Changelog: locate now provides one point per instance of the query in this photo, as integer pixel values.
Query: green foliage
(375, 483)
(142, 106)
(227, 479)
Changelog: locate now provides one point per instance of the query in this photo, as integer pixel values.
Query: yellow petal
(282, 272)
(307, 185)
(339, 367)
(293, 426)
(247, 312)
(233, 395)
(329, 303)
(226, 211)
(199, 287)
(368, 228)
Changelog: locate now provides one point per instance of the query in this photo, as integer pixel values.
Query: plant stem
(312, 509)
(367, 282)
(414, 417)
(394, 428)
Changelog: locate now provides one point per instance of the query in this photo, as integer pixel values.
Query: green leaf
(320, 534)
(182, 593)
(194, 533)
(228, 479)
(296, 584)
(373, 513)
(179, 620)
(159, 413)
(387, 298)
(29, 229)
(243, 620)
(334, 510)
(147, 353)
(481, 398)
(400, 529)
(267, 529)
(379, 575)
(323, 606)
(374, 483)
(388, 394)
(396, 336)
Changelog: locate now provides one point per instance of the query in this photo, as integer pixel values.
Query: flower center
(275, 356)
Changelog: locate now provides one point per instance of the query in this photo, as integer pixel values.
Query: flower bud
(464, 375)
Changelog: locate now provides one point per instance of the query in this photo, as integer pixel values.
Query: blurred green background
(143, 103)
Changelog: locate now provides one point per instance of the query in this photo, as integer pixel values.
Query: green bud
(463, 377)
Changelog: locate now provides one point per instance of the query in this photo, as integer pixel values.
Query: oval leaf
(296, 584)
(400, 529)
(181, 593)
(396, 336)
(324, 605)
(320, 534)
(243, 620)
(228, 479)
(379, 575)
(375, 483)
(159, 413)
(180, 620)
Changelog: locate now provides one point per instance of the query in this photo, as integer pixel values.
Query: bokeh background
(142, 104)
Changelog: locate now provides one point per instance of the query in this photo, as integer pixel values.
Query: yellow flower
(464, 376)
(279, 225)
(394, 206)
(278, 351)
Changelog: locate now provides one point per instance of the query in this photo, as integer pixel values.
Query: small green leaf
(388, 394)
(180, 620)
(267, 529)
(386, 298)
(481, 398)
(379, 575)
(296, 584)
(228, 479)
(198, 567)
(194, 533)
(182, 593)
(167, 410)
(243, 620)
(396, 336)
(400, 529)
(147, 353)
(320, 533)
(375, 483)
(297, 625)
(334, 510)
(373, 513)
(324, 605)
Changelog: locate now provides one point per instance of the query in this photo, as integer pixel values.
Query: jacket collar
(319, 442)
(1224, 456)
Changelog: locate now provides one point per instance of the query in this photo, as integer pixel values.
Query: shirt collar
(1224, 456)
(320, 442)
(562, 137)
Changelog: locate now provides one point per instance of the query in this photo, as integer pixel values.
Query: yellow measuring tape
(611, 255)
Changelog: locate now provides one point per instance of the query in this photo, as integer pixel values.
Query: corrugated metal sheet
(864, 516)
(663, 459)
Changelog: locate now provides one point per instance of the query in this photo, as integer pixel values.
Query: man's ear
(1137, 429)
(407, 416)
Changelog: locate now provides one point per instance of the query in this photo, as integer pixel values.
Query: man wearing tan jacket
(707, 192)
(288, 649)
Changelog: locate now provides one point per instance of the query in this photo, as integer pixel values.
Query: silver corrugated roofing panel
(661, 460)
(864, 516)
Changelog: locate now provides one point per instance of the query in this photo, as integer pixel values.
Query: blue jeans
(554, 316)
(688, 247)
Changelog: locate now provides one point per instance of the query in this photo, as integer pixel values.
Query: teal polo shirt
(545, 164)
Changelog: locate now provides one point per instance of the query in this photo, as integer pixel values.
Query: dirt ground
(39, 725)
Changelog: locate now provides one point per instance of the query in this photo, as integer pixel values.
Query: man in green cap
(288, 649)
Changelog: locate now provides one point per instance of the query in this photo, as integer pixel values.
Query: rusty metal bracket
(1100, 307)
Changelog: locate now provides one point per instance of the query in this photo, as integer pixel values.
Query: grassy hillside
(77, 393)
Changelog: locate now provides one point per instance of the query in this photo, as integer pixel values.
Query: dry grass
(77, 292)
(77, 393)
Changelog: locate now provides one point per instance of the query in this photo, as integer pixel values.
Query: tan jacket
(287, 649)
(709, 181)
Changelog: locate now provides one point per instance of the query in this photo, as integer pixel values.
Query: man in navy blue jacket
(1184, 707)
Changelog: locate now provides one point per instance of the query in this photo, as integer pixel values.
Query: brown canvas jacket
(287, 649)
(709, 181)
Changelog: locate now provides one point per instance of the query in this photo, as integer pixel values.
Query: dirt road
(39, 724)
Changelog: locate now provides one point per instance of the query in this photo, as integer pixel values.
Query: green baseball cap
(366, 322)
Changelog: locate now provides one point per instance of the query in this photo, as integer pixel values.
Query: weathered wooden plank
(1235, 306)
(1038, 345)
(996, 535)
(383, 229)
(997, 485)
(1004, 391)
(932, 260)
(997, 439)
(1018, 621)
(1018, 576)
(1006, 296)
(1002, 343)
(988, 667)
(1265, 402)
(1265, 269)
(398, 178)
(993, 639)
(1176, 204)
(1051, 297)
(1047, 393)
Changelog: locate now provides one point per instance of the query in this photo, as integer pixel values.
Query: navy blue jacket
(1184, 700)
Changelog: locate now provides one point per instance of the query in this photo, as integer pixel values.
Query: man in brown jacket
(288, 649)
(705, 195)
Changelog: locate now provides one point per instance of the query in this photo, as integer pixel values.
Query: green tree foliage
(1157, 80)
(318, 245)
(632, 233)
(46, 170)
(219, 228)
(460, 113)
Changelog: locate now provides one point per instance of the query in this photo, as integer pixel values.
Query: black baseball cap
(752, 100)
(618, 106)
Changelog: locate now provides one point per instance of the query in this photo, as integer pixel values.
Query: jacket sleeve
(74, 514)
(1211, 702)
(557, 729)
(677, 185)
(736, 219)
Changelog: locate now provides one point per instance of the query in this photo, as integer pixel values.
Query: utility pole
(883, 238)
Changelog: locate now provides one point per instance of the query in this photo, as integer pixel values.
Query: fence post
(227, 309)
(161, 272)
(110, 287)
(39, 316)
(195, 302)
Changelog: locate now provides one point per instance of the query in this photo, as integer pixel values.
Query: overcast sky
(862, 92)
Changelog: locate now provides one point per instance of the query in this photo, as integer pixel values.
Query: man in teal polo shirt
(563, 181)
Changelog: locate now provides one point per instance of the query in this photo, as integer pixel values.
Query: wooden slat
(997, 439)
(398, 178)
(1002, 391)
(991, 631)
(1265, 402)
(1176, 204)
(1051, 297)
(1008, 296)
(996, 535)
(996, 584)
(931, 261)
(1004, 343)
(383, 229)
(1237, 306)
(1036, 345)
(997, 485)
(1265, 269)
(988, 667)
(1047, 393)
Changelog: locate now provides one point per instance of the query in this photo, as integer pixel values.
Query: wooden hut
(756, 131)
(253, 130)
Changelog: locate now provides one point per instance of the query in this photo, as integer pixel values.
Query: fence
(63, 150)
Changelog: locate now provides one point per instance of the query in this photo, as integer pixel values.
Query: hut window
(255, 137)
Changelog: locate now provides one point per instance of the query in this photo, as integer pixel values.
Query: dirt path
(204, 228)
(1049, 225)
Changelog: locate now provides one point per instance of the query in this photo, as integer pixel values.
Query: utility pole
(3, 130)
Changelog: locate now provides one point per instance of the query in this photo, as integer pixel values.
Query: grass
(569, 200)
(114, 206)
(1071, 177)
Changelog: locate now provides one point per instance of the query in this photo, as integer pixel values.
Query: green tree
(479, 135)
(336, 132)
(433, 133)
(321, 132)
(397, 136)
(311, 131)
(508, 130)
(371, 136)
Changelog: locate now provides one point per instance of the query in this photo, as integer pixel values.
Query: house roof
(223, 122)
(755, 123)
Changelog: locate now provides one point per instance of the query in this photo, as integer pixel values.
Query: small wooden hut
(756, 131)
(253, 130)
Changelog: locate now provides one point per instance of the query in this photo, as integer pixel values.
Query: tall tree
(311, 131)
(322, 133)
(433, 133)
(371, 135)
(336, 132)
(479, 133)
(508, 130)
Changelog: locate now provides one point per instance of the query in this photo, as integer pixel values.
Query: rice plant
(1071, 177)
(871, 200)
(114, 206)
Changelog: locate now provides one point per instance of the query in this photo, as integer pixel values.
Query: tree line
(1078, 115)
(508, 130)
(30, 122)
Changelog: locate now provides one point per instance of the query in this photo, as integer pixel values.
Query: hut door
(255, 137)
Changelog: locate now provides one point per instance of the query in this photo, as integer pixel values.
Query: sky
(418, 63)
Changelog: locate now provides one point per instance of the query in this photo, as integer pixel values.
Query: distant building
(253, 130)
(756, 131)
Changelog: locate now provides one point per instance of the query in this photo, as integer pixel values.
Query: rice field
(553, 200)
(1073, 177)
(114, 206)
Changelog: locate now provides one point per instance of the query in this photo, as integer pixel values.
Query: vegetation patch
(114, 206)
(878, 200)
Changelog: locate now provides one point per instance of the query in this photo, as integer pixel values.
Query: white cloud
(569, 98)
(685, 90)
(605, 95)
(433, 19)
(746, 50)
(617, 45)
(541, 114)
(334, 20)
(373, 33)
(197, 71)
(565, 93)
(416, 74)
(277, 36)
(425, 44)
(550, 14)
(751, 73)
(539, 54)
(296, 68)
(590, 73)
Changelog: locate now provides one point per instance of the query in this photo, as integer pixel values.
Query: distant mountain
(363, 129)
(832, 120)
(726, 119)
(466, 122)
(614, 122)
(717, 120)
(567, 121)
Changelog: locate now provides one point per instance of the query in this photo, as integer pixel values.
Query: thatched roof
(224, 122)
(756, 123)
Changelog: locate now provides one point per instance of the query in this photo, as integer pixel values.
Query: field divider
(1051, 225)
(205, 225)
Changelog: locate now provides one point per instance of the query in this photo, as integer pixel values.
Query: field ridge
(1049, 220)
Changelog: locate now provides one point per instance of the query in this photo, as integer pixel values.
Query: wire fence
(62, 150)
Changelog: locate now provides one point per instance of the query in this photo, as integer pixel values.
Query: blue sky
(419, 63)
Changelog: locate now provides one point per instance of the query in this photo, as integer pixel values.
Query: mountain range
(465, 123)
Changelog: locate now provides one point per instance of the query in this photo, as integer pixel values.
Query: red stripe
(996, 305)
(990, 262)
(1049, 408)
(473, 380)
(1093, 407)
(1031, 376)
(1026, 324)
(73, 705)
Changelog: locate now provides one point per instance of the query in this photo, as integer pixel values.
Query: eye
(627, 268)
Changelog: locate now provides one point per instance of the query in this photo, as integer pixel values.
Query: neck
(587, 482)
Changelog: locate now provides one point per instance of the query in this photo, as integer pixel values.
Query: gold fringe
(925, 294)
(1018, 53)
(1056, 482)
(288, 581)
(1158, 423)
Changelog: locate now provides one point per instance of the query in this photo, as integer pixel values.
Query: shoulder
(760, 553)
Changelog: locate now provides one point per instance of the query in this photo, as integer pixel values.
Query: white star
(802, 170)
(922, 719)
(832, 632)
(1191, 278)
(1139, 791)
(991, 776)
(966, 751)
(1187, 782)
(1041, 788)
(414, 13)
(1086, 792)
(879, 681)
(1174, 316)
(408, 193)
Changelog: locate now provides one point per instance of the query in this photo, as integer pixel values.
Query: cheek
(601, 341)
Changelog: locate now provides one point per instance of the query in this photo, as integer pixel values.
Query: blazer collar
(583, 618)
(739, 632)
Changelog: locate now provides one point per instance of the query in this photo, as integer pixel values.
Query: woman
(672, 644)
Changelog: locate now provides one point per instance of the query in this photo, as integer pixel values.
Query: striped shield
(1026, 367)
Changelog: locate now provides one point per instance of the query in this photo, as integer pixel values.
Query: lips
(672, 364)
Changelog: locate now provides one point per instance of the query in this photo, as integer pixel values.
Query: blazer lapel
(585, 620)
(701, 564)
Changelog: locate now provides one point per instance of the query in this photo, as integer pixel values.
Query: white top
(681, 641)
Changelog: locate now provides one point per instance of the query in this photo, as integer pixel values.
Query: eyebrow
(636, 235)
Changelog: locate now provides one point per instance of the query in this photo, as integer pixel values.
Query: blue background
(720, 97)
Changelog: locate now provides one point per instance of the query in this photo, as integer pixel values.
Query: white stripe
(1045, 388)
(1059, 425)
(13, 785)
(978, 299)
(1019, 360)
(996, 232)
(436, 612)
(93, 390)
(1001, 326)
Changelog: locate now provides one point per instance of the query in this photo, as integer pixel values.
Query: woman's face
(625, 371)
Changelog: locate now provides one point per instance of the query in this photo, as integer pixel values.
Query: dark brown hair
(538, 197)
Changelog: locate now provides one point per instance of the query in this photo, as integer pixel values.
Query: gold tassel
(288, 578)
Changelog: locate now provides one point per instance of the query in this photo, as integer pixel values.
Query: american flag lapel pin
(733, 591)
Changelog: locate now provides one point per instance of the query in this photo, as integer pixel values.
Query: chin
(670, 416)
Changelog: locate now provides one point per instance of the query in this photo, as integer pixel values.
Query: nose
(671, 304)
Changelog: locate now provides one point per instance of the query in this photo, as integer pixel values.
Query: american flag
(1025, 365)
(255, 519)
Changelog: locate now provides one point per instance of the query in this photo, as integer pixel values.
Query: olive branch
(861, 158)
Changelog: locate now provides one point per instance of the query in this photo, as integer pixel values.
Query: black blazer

___

GOAL OF THE EXERCISE – Identify every line above that contains the string "tree" and copy each one in full.

COMPLETE ANSWER –
Query: green tree foliage
Query: green tree
Query: tall tree
Query: tree line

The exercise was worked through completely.